--- begin Material provided ---
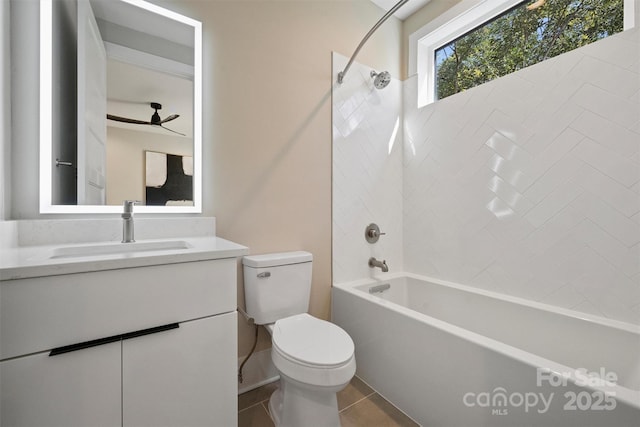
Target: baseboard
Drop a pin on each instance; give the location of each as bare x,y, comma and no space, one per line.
258,371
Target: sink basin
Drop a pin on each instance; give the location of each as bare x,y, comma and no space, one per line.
112,248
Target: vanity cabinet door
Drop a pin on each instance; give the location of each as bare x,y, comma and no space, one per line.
80,388
182,377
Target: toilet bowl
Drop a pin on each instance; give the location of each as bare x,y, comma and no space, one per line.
315,358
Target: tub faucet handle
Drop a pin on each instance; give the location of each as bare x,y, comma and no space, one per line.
382,265
372,233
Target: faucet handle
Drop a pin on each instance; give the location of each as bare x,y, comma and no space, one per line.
372,233
128,205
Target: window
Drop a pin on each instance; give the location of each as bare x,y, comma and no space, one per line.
489,39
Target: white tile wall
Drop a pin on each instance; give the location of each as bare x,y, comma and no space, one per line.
530,184
367,172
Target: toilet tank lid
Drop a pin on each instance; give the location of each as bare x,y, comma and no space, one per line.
275,259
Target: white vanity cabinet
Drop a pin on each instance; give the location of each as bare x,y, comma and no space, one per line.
79,389
148,346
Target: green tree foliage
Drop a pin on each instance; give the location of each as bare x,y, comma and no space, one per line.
520,37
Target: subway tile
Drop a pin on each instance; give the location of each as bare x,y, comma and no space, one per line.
610,135
605,188
606,76
551,205
615,108
608,162
610,220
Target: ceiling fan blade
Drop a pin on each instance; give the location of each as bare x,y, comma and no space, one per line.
127,120
171,130
171,117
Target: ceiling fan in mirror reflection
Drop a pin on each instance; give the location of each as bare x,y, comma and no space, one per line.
155,120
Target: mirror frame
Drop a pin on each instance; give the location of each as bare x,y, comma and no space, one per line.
46,118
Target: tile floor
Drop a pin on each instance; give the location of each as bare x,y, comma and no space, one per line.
358,403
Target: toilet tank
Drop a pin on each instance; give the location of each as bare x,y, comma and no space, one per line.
277,285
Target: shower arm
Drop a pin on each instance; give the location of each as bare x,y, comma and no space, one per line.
386,16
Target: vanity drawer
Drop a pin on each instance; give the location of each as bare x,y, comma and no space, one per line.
42,313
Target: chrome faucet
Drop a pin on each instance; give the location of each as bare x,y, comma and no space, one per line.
380,264
127,221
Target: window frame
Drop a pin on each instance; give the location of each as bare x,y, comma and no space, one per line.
462,18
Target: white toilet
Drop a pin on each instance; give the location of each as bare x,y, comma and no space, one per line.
315,358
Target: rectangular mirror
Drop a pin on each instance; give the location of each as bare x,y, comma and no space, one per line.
119,79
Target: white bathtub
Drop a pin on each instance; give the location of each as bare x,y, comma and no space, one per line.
451,355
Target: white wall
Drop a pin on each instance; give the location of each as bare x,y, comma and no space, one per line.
367,172
5,111
530,185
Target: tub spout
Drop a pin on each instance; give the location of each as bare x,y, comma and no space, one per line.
380,264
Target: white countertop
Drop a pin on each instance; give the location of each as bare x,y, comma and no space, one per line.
36,261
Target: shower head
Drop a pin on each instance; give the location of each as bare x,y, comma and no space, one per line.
381,80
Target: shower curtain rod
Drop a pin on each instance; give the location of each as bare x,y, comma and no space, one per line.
364,40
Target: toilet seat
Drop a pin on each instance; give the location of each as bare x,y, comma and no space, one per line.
313,351
312,342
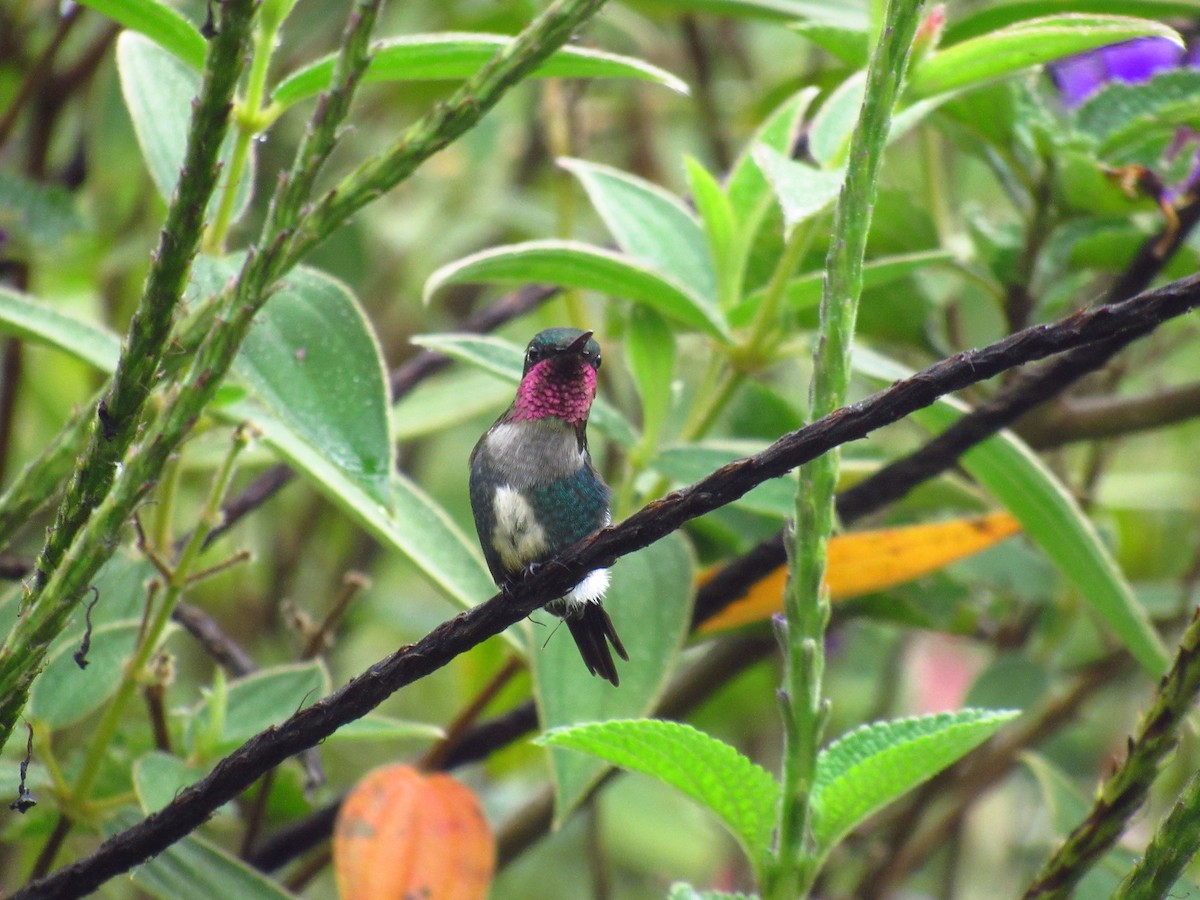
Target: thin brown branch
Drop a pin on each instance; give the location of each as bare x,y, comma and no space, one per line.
1095,418
1115,323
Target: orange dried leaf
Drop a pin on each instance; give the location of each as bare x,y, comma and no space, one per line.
402,834
873,561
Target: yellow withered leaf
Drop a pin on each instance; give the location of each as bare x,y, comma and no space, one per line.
873,561
402,834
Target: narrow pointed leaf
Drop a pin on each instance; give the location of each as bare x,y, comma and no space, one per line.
803,190
649,603
804,291
25,317
1023,45
1049,515
720,228
64,693
195,869
871,766
157,22
729,785
419,527
651,225
459,55
264,699
159,90
651,351
571,264
747,185
312,360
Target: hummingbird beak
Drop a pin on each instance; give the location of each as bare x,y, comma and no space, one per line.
579,343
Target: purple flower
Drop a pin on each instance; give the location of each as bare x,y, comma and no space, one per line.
1134,61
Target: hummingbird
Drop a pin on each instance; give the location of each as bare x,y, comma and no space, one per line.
534,490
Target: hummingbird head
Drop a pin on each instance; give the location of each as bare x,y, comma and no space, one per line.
559,377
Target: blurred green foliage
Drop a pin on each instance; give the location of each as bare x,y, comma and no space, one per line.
689,231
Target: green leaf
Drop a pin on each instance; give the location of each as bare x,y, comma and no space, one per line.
157,22
1067,805
834,121
847,43
312,360
261,700
453,57
803,190
769,10
979,21
159,90
195,869
748,189
651,351
36,216
64,694
742,795
419,527
871,766
687,892
651,607
720,228
448,400
652,226
24,317
581,265
1120,113
507,360
804,292
1023,45
1048,514
159,778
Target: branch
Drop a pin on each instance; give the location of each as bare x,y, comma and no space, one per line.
1093,418
1123,792
119,414
307,727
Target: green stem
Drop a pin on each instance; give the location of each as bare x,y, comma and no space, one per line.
795,868
251,119
291,231
1170,850
41,478
151,636
766,321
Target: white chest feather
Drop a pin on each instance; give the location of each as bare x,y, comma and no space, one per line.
517,537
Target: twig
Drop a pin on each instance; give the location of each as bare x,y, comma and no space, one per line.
401,381
437,755
1123,792
1093,418
967,780
222,648
311,725
24,801
321,637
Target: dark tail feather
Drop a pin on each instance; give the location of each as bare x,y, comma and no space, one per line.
593,631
--- end Material provided ---
What the exercise asks: Quote the data exactly, leaving every image out of the copy.

The response:
Target: baseboard
Drop a pin on each instance; give the location of each as bare x,y, comma and no space, one per line.
258,371
Target: sink basin
Drop a pin on each instance; give the location of each as bare x,y, comma and no space, one per line.
112,248
Target: vanity cabinet door
Drop a pin on each instance; give the location of each as bare x,y, comma and no space, one per line.
80,388
182,377
Target: toilet bowl
Drop a pin on each instance; give the location of each as bare x,y, comma and no space, one per line.
315,358
Target: tub faucet handle
Drop a pin on each instance; give the location of each as bare x,y, comma and no space, one per line.
382,265
372,233
Target: faucet handle
Drop a pin on each instance; give the location of each as bare x,y, comma and no space, one per line.
372,233
128,205
Target: window
Drop a pin on each instance; give the location of each as bare x,y, comma and no space, one per line.
489,39
Target: white tile wall
Drop a pin on each instance; give the location of each as bare x,y, comma and no space, one per line.
530,184
367,172
Target: toilet tank lid
Drop a pin on each instance; give the location of each as bare x,y, comma and no space, one per line.
275,259
Target: white vanity cabinet
Drop a pin on each instance; give the location of each as bare x,y, comma and no space, one per line.
79,389
148,346
Target: green tree foliage
Drop a pin on each instance; give the location of each as bare x,y, comma and no space, one per line.
520,37
Target: subway tile
Drop a pin on each instance; give the location of each as bare x,y, comma and no space, one per line.
610,135
605,188
606,76
551,205
615,108
608,162
610,220
Target: ceiling fan blade
Drop a pin on each instance; give the location of each as bare x,y, comma and no space, one per line.
127,120
171,130
171,117
Target: ceiling fan in mirror reflection
Drop a pin on each instance; give the location of each as bare x,y, comma and no space, one per line.
155,120
Target: mirror frame
Drop a pin on each instance; give the location of each as bare x,y, comma and no space, one per line.
46,118
Target: tile floor
Drop a pin on each instance; give the location of each as bare x,y, comma and no space, one per line.
358,403
Target: toilet tank
Drop a pin on each instance; give the location of each as bare x,y, comma and no space, one per line.
277,285
Target: shower arm
Drop a pin on each instance; give the location of each as bare x,y, comma and no space, one per line.
386,16
Target: vanity drawer
Drop a pin on each instance; give the location of each as bare x,y, comma and no space, one per line.
42,313
Target: chrome faucet
Drop a pin on each instance; give the location of each as bare x,y, comma and no space, one per line.
380,264
127,221
Target: window frame
Drop a pin on each instance; give the location of each as bare x,y, comma and no space, one per line.
462,18
Target: white toilet
Drop a pin on each instance; give the location of each as bare x,y, comma and no space, one per line.
315,358
Target: rectangular mirror
Drop a pin on each instance; give the location of each as bare x,y, comma and no space, one per line.
119,79
Target: white bathtub
Drop a pin on each instance; give the location of each as bare x,y, comma and no space, one per line.
451,355
Target: white wall
Drop a pin on each instance; give the location of each as bare x,y, comma and no space, one per line.
367,172
5,111
530,185
Target: tub spout
Drop a pin on each instance; give the location of each as bare x,y, comma and no space, one per line.
380,264
Target: white countertop
Drop a pin on each instance; give the location of each as bare x,y, comma and no space, one per line.
36,261
Target: shower head
Drop a pin on each instance; give the location of each as bare x,y, comma and no space, one per line.
381,80
Target: shower curtain rod
Drop a pin on each instance; give the location of each as bare x,y, comma and no space, one per line.
364,40
Target: toilet seat
Drop a pin on each instance; give the location of each as bare x,y, comma and no space, one per line.
313,351
312,342
Target: thin brown branch
Drop a pin on each instance; give the location of each as bare x,y, comma and no space, one per line.
1095,418
1115,323
Target: orange dried leaf
Drop a pin on each instance; give the location of each as bare x,y, comma and no space, one per line.
402,834
873,561
Target: yellow withered leaf
Drop a pin on each instance; give the location of each as bare x,y, comma and no space, one per line.
873,561
402,834
Target: narrow pointed leaf
Drop a pin on each instance; give the location of each as bare x,y, comma and no space, one per line.
803,190
649,603
804,291
25,317
1023,45
1049,515
720,228
64,693
195,869
871,766
157,22
729,785
419,527
651,225
459,55
264,699
159,90
651,351
571,264
747,185
312,360
Target: hummingbird beak
Drop a pin on each instance; give the location of each as bare x,y, comma and no space, one per line.
579,343
Target: purple flower
Drop a pin on each instance; give the location of each as bare x,y, comma and no space, one per line.
1134,61
Target: hummingbird
Drop a pin on each instance; give the location of each as bare x,y, comma and no space, one per line.
534,490
Target: hummingbird head
Drop a pin on each instance; give the location of each as bare x,y, comma and no space, one per line.
559,377
Target: blurred green foliage
Drop a pin on each instance; give the location of each as bare x,y, comma and no space, one per line.
689,231
Target: green leaf
Drop a pin on each instance; give the location of each as bare x,y, comma and no space, one per line.
157,22
1067,805
834,121
847,43
312,360
261,700
453,57
803,190
769,10
979,21
159,90
195,869
748,189
651,351
36,216
64,694
742,795
419,527
871,766
687,892
651,607
720,228
448,400
652,226
24,317
581,265
1120,113
507,360
804,292
1023,45
1048,514
159,778
Target: branch
Drop a pin on each instance; give the location of each as bare x,y, comma and no space, one per line.
1093,418
1123,792
119,414
307,727
Target: green stem
Drop a pin on each instance; give the location of each as bare x,y, comma and no space, one per line.
795,868
251,119
291,231
1170,850
41,478
151,636
766,321
Target: white chest feather
Drop a pin on each instance; give the location of each as bare x,y, comma and no space, one per line.
517,537
Target: twig
Drop a pin on each instance; give the location of each as bare x,y, comma and no space, one per line.
401,381
437,755
1123,792
1093,418
967,780
222,648
311,725
24,801
321,637
Target: dark tail feather
Drop a pin on each instance; give the location of each as bare x,y, comma and no space, one per line.
593,631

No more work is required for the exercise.